Turn every line of the material below into a numbered list, skipping any blank lines.

### Task input
════════════════

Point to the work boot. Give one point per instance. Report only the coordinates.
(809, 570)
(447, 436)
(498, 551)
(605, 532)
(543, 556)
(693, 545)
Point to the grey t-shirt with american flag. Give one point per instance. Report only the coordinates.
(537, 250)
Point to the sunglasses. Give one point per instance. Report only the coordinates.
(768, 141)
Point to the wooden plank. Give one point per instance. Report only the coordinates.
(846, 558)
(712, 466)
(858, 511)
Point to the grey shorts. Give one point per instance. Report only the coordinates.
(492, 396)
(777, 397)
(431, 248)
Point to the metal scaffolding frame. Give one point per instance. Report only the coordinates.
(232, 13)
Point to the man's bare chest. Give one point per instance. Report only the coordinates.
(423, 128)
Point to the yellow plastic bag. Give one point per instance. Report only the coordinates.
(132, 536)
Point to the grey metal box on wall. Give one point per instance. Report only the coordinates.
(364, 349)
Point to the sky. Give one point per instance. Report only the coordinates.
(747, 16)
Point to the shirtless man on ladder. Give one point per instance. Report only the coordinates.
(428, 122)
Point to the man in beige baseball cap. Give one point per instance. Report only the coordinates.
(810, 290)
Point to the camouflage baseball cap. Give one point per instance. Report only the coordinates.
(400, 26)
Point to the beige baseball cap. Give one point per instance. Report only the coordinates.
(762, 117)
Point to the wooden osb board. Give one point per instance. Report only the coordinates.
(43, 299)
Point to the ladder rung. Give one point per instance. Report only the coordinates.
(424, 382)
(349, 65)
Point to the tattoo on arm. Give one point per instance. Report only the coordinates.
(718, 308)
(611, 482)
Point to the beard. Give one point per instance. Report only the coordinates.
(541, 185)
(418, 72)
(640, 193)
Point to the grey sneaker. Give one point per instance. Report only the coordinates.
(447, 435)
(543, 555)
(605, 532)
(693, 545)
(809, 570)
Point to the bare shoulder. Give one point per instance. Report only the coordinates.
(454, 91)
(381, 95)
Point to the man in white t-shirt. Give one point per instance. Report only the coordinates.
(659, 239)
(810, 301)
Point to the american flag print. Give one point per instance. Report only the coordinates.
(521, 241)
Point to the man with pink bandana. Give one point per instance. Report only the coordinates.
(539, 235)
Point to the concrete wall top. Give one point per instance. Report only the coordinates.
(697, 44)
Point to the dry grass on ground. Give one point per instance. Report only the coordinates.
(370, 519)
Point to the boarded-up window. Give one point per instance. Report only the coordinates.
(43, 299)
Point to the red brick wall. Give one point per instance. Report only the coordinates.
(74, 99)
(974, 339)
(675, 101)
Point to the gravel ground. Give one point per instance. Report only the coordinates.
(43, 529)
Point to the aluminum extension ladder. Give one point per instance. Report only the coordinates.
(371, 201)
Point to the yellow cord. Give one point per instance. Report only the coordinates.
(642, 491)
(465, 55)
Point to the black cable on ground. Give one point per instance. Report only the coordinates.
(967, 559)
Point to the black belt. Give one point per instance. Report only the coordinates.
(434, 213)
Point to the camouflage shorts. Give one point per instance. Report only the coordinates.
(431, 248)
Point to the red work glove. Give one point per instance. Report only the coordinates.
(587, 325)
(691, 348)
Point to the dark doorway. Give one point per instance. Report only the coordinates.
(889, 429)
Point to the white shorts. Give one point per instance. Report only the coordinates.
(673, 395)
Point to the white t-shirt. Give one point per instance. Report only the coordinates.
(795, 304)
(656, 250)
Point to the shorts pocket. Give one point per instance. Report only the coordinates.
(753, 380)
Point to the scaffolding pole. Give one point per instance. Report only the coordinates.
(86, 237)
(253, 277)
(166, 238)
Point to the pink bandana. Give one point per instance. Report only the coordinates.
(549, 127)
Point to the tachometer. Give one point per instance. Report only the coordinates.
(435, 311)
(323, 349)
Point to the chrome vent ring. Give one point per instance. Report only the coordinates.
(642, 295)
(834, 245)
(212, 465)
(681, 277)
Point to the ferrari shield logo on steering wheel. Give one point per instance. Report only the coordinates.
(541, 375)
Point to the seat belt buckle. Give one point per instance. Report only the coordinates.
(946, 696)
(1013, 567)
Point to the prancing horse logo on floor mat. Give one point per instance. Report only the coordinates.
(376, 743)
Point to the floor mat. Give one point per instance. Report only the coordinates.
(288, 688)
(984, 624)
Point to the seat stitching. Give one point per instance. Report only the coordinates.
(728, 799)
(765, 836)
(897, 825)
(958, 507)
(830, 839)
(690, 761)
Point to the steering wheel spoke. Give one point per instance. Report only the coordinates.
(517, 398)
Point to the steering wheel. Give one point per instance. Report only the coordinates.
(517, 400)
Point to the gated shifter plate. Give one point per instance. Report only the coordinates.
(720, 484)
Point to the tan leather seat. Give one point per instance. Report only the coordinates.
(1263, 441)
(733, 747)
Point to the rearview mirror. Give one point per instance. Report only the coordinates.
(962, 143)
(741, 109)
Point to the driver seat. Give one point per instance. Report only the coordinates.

════════════════

### Solution to this exercise
1. Point to the work boot. Give one point per instance. Report only the coordinates.
2. (809, 570)
3. (447, 436)
4. (498, 551)
5. (605, 532)
6. (543, 556)
7. (693, 545)
8. Point to the grey t-shirt with american flag. Give one point per instance. Report only the coordinates.
9. (537, 250)
10. Point to the sunglasses. Give one point per instance. Report only the coordinates.
11. (768, 141)
12. Point to the wooden plank. Give one point per instance. Report only the coordinates.
13. (846, 558)
14. (712, 466)
15. (858, 511)
16. Point to the grey shorts. Give one point per instance. Report only the coordinates.
17. (492, 396)
18. (777, 397)
19. (431, 248)
20. Point to the metal scaffolding frame. Give one point per instance. Report only the coordinates.
21. (232, 13)
22. Point to the man's bare chest. Give one point per instance. Report only the coordinates.
23. (423, 128)
24. Point to the yellow plastic bag. Give one point per instance. Report only the coordinates.
25. (132, 536)
26. Point to the grey metal box on wall. Give one point per instance. Report only the coordinates.
27. (364, 349)
28. Point to the sky. Give one point per instance. Report only the coordinates.
29. (747, 16)
30. Point to the shirtless man on ladder. Give one point per instance. Report only the coordinates.
31. (428, 122)
32. Point to the man in beige baseball cap. Give one point per instance. Report only the coordinates.
33. (810, 290)
34. Point to the camouflage baseball cap. Give one point per instance. Report only the coordinates.
35. (400, 26)
36. Point to the beige baseball cap. Give one point per instance. Report only the coordinates.
37. (762, 117)
38. Point to the wooden osb board. Give one point per instance. Report only the coordinates.
39. (43, 299)
40. Point to the ladder rung. Give one point per instance. Report only the coordinates.
41. (424, 382)
42. (349, 65)
43. Point to the tattoo on arm. Give one point per instance. Report only the coordinates.
44. (718, 308)
45. (611, 482)
46. Point to the beard. Give one point per instance. Report only the coordinates.
47. (541, 185)
48. (418, 72)
49. (640, 193)
50. Point to the grey sneaker. Give one point per instance. Report only the coordinates.
51. (447, 435)
52. (543, 555)
53. (605, 532)
54. (693, 545)
55. (809, 570)
56. Point to the bare shoulder. Give one point per instance. Report only the coordinates.
57. (454, 91)
58. (381, 95)
59. Point to the man in white t-shirt. Give one point per instance. Report only the coordinates.
60. (659, 239)
61. (810, 301)
62. Point to the american flag print. Give one point per instance. Report only the coordinates.
63. (521, 241)
64. Point to the man with pink bandana. Give one point per instance. Report only the coordinates.
65. (539, 235)
66. Point to the concrete wall top. Give one point per instance. Report only the coordinates.
67. (697, 44)
68. Point to the dry grass on ground. Give one point per instance. Report only the coordinates.
69. (370, 519)
70. Point to the boarded-up window. Give one point per instance. Report only the coordinates.
71. (43, 299)
72. Point to the red brick wall. Give one point per instance. Report only the coordinates.
73. (74, 99)
74. (974, 339)
75. (675, 101)
76. Point to the gravel ground. Give one point per instance. Report only the coordinates.
77. (43, 529)
78. Point to the aluminum extension ladder. Give one point per instance. Report only the coordinates.
79. (371, 201)
80. Point to the yellow cord. Give one point per instance. Report only the coordinates.
81. (642, 491)
82. (465, 55)
83. Point to the black cable on ground. Give one point per instance. Report only the coordinates.
84. (967, 559)
85. Point to the black belt. Give one point per instance. Report only the coordinates.
86. (434, 213)
87. Point to the camouflage shorts. Give one point per instance. Report only the coordinates.
88. (431, 248)
89. Point to the red work glove. Give one point per instance. Report only the coordinates.
90. (587, 325)
91. (691, 348)
92. Point to the dark doorway. Give one point per instance. Report only the coordinates.
93. (889, 429)
94. Point to the white shorts. Give one point per instance. Report only the coordinates.
95. (673, 395)
96. Point to the white t-shirt. Give one point per instance. Report only the coordinates.
97. (795, 304)
98. (656, 250)
99. Point to the shorts pocket. Give one point per instance. Report only the coordinates.
100. (753, 380)
101. Point to the scaffolding pole. Give one point per instance. Report only the coordinates.
102. (86, 237)
103. (253, 277)
104. (166, 238)
105. Point to the pink bandana. Give one point per instance. Report only the coordinates.
106. (549, 127)
107. Point to the tachometer. Give one point per instance. Report only the coordinates.
108. (435, 311)
109. (323, 349)
110. Point to the chrome vent ring. Give one point per instance. Report only the coordinates.
111. (642, 295)
112. (834, 245)
113. (212, 465)
114. (681, 277)
115. Point to the ferrari shield logo on steering wheel. Give one point per instance. Report only the coordinates.
116. (541, 375)
117. Point to the seat belt buckle. Give one point per instance. Report only the coordinates.
118. (946, 696)
119. (1013, 567)
120. Point to the prancing horse logo on floor mat. Give one point per instance. Report only the coordinates.
121. (376, 743)
122. Point to the floor mat. Give one point per instance. Report only the coordinates.
123. (288, 688)
124. (984, 624)
125. Point to the seat stitching. Give one point per instance. Report only the coordinates.
126. (728, 799)
127. (765, 836)
128. (897, 825)
129. (958, 507)
130. (830, 839)
131. (690, 761)
132. Point to the steering wheel spoke. Give one point per instance. Report only the coordinates.
133. (517, 398)
134. Point to the steering wheel. Give one point per instance. Report only the coordinates.
135. (517, 400)
136. Point to the gated shifter plate. Give one point per instance. Report only the coordinates.
137. (720, 484)
138. Point to the tan leather seat. Give one point per instance. Report only the coordinates.
139. (1263, 441)
140. (733, 747)
141. Point to the rearview mirror. Give one point per instance. Report only the coordinates.
142. (962, 143)
143. (741, 109)
144. Point to the driver seat. Give one point per instance. Report only the coordinates.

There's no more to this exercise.